▸ How to complete this task
Find the word "chinese" in the data. Return every line where it appears.

▸ Exercise input
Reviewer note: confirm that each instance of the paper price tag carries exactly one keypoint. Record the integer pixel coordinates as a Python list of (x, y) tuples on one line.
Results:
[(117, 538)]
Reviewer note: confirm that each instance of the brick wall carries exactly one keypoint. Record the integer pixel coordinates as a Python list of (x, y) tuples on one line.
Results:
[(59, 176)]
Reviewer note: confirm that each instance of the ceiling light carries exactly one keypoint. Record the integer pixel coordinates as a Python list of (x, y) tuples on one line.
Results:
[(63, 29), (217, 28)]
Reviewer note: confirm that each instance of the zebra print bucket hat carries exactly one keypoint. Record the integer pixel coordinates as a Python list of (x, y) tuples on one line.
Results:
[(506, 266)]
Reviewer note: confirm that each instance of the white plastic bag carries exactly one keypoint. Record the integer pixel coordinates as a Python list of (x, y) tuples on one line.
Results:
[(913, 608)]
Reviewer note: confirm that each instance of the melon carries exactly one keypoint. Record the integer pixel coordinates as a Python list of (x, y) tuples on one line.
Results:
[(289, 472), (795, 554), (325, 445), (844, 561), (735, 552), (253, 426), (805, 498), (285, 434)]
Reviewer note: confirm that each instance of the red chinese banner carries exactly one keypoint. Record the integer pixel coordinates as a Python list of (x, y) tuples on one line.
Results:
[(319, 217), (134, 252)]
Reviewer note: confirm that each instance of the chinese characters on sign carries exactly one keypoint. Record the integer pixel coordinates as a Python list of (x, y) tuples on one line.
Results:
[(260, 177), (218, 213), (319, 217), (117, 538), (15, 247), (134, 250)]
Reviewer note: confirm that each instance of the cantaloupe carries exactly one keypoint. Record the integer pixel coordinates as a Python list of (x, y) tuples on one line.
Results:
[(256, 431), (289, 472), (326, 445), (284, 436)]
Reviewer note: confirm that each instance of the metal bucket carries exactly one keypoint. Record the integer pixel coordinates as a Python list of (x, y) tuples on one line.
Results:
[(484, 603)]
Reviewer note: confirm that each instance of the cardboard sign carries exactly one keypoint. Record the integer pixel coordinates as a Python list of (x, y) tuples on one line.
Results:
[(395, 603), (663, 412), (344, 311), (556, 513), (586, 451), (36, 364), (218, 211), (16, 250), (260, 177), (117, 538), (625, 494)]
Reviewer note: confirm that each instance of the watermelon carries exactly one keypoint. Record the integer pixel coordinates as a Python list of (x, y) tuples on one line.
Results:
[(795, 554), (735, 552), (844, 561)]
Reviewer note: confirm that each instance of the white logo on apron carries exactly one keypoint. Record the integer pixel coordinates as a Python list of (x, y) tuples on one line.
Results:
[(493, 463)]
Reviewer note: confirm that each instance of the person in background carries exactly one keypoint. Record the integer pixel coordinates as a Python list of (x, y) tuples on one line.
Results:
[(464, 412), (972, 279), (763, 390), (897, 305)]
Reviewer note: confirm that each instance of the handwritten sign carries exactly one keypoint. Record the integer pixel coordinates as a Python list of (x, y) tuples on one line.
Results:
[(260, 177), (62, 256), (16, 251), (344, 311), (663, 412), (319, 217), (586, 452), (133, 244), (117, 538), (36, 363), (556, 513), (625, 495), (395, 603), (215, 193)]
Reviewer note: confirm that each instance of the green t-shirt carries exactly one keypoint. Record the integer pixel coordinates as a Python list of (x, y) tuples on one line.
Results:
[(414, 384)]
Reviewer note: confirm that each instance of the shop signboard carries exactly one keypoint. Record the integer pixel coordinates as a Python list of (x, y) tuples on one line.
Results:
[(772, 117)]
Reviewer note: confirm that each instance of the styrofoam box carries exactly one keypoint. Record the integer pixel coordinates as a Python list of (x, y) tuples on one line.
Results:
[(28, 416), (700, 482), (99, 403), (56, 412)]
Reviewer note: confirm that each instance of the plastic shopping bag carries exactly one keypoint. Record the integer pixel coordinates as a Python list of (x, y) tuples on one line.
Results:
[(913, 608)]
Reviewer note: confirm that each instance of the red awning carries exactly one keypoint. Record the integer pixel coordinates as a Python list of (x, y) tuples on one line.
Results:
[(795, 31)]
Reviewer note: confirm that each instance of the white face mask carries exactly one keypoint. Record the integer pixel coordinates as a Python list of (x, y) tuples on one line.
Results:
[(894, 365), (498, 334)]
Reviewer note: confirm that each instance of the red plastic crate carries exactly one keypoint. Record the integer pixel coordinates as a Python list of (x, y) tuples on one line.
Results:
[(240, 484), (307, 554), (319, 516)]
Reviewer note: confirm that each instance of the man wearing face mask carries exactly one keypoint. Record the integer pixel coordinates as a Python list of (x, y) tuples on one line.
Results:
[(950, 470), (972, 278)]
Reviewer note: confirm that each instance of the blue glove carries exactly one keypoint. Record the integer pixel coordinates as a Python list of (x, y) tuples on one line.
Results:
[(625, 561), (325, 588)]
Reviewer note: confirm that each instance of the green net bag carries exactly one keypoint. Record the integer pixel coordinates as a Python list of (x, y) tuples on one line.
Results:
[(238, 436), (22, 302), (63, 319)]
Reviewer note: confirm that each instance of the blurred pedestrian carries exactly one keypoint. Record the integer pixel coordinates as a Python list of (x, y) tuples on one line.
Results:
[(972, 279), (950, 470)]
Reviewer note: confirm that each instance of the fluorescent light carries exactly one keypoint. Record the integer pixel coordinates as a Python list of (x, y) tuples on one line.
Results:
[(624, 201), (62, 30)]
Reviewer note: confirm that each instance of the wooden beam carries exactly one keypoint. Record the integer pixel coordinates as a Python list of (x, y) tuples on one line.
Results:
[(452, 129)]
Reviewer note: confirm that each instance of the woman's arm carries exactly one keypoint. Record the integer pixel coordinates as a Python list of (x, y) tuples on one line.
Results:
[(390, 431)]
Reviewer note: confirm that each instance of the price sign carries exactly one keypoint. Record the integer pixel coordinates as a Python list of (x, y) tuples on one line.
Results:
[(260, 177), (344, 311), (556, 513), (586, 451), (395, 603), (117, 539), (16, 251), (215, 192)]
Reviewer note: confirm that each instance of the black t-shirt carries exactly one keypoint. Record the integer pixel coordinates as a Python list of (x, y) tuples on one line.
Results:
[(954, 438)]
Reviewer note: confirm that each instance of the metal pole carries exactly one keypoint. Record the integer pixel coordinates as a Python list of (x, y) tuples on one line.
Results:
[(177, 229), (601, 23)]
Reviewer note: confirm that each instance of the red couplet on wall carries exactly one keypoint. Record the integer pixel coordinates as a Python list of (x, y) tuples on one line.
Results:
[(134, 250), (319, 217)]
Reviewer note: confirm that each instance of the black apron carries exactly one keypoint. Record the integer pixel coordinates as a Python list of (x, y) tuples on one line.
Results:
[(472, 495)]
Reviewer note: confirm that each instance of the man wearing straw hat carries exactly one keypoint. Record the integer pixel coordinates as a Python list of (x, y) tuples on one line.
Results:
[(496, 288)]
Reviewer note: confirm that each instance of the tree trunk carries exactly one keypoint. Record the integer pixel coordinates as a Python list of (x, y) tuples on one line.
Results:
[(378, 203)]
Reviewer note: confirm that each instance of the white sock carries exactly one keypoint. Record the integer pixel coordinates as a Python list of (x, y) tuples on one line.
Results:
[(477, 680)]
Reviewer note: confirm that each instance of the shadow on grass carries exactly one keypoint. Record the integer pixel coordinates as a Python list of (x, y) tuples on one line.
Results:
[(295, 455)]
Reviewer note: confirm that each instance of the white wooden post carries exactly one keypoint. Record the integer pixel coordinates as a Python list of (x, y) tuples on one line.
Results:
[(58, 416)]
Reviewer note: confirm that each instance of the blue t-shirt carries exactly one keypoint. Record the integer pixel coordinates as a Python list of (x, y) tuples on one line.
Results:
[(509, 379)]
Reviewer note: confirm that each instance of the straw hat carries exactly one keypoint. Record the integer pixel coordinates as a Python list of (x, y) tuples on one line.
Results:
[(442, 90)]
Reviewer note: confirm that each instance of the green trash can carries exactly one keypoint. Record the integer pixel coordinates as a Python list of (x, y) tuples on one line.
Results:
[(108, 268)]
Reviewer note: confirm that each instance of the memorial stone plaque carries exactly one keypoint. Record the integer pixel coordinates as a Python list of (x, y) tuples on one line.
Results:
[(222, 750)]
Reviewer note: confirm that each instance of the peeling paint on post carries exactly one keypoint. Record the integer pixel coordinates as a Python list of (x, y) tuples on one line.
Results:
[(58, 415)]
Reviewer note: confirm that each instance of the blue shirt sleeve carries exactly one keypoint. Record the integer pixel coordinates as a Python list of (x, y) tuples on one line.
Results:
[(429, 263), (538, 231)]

▸ Solution below
Reviewer note: confirm that each instance of the red chinese banner carries exactly one keypoint. Record the integer pixel coordinates as a Python list of (x, y) tuples on one line.
Reviewer note: confirm that each instance of the chinese characters on sign carries exactly one keypoint. Record the integer pixel coordinates as a Python list of (x, y) tuples on one line.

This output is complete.